#### [DATASET CONTENT]

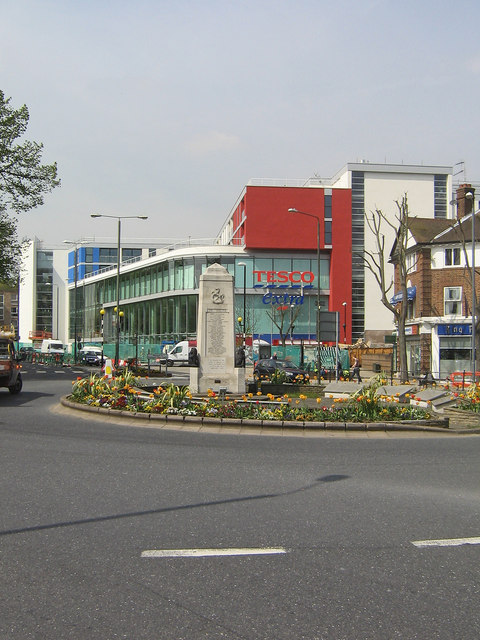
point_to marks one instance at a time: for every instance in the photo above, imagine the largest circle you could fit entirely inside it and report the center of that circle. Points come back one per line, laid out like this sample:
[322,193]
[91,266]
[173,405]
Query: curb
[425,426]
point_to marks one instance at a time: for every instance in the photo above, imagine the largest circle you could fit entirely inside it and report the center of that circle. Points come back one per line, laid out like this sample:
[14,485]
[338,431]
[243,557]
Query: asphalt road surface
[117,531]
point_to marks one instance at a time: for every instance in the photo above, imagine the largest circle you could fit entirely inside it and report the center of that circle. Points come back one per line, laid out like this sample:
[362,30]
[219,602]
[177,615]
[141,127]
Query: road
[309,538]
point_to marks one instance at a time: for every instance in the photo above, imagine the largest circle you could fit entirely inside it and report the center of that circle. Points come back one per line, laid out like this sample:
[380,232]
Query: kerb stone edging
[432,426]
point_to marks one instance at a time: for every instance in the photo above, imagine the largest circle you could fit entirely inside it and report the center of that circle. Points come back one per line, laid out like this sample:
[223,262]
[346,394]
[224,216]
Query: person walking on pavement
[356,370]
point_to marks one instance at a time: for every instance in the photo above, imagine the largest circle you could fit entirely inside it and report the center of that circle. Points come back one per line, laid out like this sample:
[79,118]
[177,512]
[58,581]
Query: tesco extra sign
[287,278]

#### [EXERCISE DIRECTIONS]
Restate every line of the listing exactly. Pictures are not part of the copy.

#### [SOLUTION TO THIS TASK]
point_to marks one instance at a time: for every instance in the photo above, imagine the largest circle you could fit entirely inside it and report the center of that circle. Points come back one per line, laid out like this sample:
[322,193]
[91,266]
[173,405]
Query: curb
[425,426]
point_to marks one instance at a time: for every instance in the photo above, imagine the largest circle you could fit entirely inside it and report the center of that circle. Points come back one per line, laid out like this sample:
[14,485]
[338,431]
[243,557]
Query: asphalt road surface
[117,531]
point_to marks one instance at a time: for every instance in the photo above, imagine the largest circle you could fit entirely inside it and report the center of that circle. Points come back one per line, laid out like this sample:
[362,30]
[219,602]
[177,615]
[141,127]
Query: road
[309,538]
point_to marks one instance at a time: for every instance in the photo above, imagine the largest circle you could fit entirely inside it and report the center of that circle. Points come back one per line, laid out like this sample:
[380,232]
Query: kerb stone edging
[432,426]
point_to marks one instance at a time: for every instance in the photo above, imagine the largest circle you could fit entirely inside it and report the center of that circle. Points come back one per line, laid out like this sample:
[223,262]
[346,394]
[224,216]
Query: person walking on pavement
[356,370]
point_to marks one instance at a time: for every instance in the photo above, imagine the largest circle you could fit entirely inside it and report the center of that circle. Points come back one per line, laid out like this sample:
[79,118]
[177,512]
[58,581]
Query: tesco extra sign
[287,278]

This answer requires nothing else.